===== Source data =====

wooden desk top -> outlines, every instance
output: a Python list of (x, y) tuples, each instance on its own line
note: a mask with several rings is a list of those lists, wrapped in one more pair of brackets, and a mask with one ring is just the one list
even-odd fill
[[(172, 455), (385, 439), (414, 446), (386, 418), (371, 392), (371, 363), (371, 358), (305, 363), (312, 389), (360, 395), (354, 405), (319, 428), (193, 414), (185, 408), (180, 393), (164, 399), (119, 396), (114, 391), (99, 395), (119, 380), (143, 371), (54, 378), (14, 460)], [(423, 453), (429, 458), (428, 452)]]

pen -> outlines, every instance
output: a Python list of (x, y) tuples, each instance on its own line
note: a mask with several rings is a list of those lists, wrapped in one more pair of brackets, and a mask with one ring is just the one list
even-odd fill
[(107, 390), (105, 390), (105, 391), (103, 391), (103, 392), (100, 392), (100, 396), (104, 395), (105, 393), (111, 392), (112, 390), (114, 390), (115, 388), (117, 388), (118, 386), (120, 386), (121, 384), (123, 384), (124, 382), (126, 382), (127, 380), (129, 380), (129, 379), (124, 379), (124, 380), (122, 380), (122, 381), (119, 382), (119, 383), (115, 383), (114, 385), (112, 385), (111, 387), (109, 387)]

=====

All lines above with the word "every" need to be reported.

wooden desk top -> outlines, every instance
pen -> outlines, every instance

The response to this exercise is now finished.